→ **What is needed**
Pick out every line below that contains the word "white", and copy each of those lines.
+--
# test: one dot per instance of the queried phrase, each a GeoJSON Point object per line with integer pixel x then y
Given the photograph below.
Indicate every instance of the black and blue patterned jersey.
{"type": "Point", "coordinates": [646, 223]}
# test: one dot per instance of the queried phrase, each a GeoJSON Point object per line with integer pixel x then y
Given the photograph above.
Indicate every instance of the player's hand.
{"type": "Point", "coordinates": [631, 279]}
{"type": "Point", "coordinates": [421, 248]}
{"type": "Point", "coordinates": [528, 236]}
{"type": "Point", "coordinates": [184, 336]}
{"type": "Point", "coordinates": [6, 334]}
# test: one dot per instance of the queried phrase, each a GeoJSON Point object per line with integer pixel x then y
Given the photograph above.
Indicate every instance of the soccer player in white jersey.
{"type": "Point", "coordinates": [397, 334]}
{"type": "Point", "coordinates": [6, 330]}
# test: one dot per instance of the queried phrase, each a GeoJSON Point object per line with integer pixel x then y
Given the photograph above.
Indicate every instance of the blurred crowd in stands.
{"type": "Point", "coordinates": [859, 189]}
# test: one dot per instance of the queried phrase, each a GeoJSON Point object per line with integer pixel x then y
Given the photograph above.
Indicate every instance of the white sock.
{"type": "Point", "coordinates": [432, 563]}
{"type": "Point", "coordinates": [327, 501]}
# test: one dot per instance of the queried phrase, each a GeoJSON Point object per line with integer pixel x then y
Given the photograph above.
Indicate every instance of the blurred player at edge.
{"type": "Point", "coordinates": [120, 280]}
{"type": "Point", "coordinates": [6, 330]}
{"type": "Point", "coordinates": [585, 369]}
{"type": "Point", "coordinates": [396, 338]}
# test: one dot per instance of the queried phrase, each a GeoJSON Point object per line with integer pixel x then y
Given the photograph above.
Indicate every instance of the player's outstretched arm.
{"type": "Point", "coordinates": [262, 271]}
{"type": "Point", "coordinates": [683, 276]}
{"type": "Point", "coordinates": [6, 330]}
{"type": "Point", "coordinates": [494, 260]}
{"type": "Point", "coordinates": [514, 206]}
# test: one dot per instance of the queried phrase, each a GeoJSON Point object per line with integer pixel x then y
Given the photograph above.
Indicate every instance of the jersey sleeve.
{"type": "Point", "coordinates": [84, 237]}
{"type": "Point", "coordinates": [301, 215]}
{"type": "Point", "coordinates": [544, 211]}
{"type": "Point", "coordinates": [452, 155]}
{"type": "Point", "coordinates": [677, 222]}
+--
→ **Solved problem**
Indicate every instance of the soccer player in white jersey.
Indicate every instance of the white sock.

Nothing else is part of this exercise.